*Excerpt:*
Manchu Sections of Qing Routine Memorials on Legal Matters

Preetam Prakash

Preetam Prakash is a PhD student in the Department of History at Stanford University. His research focuses on Qing legal and political history and he is interested in the evolution of Qing law, and especially the case review process, over the course of the 17th and 18th centuries

Over the past few decades, in addition to those scholars working directly on Qing legal history, historians interested in a wide range of topics pertaining to Qing social history have come to incorporate routine memorials of the Board of Punishment (刑科題本), as well as other types of routine memorials related to criminal cases, into their work. These memorials, especially those dating from the late 17th to late 18th centuries, provide abundant details about various aspects of Qing society, such as marriage and land use practices. Many historians have been particularly interested in using these documents to explore the lives of commoners, access to which often proves elusive when employing other types of state documents and elite writings.

Cases related to “illicit sex”(姦), and more particularly to “sodomy” (鷄姦), are among those that have received considerable attention from Qing historians. The research that has been conducted into these topics has established that from the Yongzheng reign (1723-1735) on, the Qing state was increasingly preoccupied with regulating a wide range of sexual behavior, including widow “adultery” and sexual acts that involved two men. This was reflected in the growing legislation that explicitly targeted such behavior for punishment in the 18th century. To date, however, no scholars appear to have examined the Manchu sections that accompany the Chinese text in a good portion of the routine memorials that touch on these issues, especially those from the early and middle Qing.

*Source material:*
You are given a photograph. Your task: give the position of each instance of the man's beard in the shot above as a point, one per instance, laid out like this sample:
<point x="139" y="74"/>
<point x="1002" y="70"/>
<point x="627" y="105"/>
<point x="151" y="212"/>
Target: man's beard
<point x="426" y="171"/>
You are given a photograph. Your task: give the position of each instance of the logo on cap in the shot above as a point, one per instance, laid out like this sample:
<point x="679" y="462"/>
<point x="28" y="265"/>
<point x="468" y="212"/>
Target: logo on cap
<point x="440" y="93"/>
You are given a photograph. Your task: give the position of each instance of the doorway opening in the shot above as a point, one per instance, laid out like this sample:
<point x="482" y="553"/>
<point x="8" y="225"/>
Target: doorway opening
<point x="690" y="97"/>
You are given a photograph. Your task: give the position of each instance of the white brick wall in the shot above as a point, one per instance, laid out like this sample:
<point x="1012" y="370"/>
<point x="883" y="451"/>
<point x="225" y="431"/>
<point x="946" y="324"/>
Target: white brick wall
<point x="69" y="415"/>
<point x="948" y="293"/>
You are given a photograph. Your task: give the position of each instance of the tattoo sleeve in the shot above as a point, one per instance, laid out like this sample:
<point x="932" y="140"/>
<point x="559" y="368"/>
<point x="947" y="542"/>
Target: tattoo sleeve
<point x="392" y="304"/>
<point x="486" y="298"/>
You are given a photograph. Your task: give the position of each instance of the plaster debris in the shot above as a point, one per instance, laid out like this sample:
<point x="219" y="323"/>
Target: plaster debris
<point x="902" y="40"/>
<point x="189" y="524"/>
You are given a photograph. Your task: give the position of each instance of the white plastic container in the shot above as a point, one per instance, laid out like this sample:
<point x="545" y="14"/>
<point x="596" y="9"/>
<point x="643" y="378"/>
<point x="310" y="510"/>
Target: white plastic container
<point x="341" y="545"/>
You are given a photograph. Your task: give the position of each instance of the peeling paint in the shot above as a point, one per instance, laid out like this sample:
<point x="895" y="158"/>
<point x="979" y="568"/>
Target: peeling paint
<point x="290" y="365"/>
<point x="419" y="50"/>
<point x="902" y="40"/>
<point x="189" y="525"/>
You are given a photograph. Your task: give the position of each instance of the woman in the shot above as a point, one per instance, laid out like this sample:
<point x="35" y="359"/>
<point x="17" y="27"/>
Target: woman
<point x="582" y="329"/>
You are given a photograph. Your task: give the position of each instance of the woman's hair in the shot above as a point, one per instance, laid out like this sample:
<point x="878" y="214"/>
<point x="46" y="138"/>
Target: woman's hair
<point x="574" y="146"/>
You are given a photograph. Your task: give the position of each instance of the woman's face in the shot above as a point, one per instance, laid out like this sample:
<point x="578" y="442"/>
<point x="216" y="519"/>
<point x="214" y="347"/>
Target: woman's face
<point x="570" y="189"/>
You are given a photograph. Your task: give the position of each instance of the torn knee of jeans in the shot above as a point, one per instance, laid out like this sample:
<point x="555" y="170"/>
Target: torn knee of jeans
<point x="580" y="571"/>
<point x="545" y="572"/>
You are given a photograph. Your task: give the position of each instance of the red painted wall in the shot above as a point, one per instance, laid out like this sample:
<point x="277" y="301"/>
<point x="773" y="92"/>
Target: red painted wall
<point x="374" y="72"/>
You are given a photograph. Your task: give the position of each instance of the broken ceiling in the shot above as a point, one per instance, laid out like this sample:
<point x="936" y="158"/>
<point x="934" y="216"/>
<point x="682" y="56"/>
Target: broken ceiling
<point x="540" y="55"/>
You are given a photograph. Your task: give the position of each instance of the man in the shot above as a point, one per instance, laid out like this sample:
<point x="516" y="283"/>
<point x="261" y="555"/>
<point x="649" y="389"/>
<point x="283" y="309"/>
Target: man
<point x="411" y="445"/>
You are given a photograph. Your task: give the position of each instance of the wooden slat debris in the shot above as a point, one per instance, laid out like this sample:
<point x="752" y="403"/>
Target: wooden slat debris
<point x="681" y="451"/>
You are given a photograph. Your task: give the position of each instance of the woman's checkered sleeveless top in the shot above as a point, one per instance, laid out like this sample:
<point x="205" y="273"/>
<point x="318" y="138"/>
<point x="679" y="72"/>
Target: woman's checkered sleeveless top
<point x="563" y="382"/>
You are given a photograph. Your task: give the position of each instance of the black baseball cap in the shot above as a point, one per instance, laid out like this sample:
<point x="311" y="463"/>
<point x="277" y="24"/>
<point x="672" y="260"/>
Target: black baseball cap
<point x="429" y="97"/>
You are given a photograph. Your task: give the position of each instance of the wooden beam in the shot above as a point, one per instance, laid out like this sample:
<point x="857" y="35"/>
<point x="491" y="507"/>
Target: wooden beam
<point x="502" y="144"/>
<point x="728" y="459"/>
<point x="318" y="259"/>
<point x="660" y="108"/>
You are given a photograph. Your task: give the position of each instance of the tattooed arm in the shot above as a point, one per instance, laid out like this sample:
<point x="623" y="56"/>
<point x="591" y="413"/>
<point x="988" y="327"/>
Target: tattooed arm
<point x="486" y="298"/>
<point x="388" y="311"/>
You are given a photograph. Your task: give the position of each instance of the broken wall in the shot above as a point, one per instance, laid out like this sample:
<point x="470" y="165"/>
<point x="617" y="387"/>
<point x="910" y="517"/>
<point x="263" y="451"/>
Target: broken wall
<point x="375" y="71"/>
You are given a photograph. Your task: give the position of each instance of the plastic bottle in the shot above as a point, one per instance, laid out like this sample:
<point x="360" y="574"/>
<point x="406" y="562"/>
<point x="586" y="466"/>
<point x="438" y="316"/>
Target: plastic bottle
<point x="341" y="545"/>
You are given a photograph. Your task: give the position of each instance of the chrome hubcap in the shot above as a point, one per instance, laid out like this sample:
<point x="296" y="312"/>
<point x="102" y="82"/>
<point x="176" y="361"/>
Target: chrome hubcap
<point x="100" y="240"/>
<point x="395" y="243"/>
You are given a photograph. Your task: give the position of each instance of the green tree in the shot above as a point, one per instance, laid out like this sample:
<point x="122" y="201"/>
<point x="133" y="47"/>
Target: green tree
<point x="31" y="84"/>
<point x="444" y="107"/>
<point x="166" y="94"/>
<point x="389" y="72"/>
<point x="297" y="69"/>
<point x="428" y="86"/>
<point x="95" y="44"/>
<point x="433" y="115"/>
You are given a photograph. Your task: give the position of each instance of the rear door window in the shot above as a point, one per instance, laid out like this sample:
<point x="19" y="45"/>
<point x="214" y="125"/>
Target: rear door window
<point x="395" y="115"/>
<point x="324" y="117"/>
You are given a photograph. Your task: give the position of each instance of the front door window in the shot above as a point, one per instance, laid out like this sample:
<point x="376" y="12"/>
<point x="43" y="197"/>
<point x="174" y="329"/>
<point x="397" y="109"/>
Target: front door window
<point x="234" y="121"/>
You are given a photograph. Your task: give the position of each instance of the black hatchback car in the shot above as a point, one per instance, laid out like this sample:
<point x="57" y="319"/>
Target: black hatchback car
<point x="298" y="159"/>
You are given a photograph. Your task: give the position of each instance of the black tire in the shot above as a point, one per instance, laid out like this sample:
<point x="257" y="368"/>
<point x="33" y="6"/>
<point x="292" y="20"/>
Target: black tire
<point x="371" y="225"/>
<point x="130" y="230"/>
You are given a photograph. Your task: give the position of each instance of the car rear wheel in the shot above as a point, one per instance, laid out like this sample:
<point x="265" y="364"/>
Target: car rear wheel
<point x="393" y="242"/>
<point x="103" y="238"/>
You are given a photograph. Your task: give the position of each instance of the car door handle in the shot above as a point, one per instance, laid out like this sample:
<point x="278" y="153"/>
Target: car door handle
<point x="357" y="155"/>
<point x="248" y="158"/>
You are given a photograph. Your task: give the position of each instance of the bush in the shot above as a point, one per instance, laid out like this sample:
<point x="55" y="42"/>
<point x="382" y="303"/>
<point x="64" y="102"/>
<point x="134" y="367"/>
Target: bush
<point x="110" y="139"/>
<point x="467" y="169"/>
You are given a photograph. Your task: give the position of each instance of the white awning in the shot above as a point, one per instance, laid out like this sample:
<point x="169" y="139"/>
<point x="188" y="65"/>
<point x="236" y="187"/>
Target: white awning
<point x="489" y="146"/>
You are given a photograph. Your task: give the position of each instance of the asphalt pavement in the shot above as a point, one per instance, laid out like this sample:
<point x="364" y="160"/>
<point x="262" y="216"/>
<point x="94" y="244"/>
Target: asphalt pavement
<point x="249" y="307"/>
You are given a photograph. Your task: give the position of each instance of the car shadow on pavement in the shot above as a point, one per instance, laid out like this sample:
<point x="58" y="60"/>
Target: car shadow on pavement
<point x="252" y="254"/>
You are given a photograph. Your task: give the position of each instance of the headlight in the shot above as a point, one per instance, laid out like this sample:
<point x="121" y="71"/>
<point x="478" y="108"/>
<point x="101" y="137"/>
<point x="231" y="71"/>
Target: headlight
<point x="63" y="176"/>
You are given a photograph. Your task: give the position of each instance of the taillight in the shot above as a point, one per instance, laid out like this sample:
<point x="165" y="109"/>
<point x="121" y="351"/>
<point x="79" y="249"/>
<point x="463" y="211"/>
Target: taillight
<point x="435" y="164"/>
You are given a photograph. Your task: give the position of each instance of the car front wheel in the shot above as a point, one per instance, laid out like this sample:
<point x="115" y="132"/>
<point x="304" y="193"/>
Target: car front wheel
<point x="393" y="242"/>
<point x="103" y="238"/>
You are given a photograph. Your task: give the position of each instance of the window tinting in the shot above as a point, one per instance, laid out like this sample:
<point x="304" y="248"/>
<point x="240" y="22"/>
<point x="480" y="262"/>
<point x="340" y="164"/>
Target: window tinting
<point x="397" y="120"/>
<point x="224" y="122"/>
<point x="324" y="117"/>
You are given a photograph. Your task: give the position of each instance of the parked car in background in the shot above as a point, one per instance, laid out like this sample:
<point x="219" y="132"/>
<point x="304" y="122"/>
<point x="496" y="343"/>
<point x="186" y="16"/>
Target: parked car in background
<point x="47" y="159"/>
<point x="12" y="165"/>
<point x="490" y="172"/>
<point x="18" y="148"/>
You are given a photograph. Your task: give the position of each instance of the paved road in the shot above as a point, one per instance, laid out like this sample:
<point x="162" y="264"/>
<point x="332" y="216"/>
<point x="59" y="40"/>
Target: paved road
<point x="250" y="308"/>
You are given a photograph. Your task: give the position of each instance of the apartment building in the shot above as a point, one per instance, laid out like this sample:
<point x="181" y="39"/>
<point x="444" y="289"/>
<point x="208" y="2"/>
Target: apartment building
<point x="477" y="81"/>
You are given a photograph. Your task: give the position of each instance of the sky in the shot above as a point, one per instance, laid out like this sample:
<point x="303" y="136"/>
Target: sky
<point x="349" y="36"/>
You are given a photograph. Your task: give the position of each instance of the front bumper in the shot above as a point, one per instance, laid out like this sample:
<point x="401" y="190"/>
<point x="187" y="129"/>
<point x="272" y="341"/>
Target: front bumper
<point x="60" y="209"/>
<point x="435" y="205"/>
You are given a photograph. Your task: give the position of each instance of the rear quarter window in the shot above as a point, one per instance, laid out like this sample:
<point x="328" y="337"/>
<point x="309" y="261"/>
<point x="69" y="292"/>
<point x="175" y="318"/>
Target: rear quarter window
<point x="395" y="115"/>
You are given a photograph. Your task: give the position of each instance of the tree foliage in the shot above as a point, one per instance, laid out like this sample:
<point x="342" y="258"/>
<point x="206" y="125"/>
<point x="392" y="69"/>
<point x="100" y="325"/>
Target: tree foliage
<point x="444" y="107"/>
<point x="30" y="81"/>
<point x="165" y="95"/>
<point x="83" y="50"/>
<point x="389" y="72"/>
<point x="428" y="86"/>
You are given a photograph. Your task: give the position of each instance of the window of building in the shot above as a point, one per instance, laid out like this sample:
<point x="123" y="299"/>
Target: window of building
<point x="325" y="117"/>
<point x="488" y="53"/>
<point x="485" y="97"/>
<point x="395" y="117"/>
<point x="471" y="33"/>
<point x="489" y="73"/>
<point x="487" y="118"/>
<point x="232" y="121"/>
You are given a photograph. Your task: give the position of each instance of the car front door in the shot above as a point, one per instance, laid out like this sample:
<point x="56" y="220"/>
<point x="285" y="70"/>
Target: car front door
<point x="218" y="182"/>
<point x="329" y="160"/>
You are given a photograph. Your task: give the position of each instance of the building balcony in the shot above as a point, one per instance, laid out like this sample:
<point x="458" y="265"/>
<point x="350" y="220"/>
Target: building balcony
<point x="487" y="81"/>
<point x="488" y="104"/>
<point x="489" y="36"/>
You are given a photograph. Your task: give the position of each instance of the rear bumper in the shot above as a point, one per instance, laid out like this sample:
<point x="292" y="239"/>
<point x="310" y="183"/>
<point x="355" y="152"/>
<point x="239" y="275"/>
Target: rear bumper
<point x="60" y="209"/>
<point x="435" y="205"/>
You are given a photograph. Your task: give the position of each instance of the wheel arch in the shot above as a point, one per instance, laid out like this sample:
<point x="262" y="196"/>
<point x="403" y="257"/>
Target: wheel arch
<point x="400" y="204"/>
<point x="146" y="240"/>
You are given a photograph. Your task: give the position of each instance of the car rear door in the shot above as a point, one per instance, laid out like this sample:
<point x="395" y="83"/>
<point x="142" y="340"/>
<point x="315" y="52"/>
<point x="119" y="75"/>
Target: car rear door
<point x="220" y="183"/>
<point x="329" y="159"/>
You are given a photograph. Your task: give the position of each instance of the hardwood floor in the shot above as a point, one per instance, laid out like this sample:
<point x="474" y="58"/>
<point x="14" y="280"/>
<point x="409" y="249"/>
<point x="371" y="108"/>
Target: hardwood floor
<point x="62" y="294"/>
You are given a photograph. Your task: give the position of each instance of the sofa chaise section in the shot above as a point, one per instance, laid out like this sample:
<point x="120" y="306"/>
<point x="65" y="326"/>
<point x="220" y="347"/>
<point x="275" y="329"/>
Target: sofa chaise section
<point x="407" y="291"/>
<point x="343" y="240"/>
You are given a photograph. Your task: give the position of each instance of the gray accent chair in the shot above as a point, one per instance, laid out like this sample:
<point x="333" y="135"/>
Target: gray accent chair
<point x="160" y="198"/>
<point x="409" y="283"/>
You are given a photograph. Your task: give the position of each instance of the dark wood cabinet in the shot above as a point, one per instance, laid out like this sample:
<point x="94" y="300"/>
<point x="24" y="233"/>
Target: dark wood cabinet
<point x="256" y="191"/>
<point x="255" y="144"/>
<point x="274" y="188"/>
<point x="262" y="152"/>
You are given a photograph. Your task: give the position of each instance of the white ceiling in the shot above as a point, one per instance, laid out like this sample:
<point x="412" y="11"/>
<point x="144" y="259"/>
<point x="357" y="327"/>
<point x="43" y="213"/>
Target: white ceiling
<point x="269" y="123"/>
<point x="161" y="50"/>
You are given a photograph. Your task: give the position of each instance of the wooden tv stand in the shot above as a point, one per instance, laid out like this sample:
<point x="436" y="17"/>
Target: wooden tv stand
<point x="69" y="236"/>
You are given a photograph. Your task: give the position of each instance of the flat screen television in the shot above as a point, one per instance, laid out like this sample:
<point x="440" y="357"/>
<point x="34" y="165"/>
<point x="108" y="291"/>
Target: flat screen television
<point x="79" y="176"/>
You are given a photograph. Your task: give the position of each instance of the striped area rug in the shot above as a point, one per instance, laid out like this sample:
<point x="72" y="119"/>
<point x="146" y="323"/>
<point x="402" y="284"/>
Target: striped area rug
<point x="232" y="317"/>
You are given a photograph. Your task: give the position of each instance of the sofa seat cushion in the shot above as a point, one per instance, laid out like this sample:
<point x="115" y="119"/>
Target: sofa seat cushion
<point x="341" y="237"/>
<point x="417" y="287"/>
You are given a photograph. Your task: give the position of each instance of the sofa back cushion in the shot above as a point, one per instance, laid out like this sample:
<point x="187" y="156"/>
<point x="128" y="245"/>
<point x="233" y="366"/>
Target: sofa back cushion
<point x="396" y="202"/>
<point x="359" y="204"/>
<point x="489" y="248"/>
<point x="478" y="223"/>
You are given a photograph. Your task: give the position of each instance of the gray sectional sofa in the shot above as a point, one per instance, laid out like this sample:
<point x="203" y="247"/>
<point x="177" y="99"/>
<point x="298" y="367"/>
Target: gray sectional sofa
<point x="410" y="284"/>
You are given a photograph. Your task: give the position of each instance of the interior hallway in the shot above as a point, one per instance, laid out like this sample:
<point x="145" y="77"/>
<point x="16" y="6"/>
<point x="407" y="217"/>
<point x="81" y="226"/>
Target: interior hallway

*Exercises:*
(A) Collect every line in the listing that contains the string "cushion" and copy each one in full.
(B) Carry on the essay about the Manchu sections of Qing routine memorials on legal matters, beginning right after its final sentence.

*Responses by task:*
(A)
You are given a photograph. Your task: give the position of each instance of the sofa seat cushion in the shot above as a point, one per instance, laid out like this sample:
Target: sofa seat cushion
You are given a photograph. Your task: give the position of each instance of the sofa back cushion in the shot above as a point, one per instance, laid out like this sample:
Target: sofa back cushion

(B)
I have had the opportunity to read the Chinese and Manchu portions of a very limited selection of five legal cases and one more general memorial, all of which touch on instances of sodomy. The majority of sodomy cases entered the local and central legal record as the result of an act of serious or fatal violence. The cases I mention here are no exception in this respect: all came to light after a murder or assault was committed. These documents were produced across the Shunzhi, Yongzheng, and Qianlong periods, and there appears to have been a substantial degree of variation in the amount of detail included in the Manchu sections of legal memorials relative to the Chinese sections of the documents. My initial impression from skimming through legal memorials from the Shunzhi-Qianlong periods is that, in general, the Manchu and Chinese summaries from the early part of the dynasty are more similar in content. This is in part because the Chinese-language summaries from the Shunzhi period are themselves generally rather brief when compared to the far longer reports that were assembled during the Yongzheng and Qianlong reigns. For instance, one memorial from Shunzhi 13 includes a Manchu-language case summary that appears to have be drawn directly from the final Chinese-language case summary preceding sentencing that was provided in the same memorial. In a later memorial I examined from Qianlong 8 (1743), the Manchu text is shorter than the Chinese text and based not on the summary preceding sentencing, but on the more compressed case description generally included at the very end of routine memorials. I should point out here that this difference in length is relative. The Manchu portion of the 1743 memorial is quite long when considered by itself, but substantially shorter than the detailed Chinese report. The growing discrepancy in content between the Manchu and Chinese legal summaries of the 18th century, if indeed such a trend exists, may be due not so much to the Manchu text being more abbreviated than memorials from the early Qing, but rather because of the growing detail of Chinese reports in the 18th century.

Routine memorials on legal matters generally begin with the local magistrate’s initial report, which often provides the relatively unvarnished picture of case circumstances that lower-level officials were obligated to furnish for their superiors. None of the Manchu sections of sodomy related cases I examined include the level of detail and sometimes verbatim testimony found in the corresponding portions of the Chinese sections of many routine memorials, again mainly from the Yongzheng period and after. However, while the questions posed by various officials during interrogations, detailed witness statements, and other information appears to have mostly been excluded from Manchu-language reports, the Manchu summaries do sometimes translate short sections of spoken testimony. When compared with the Chinese versions, these translations offer some interesting differences for us to think about.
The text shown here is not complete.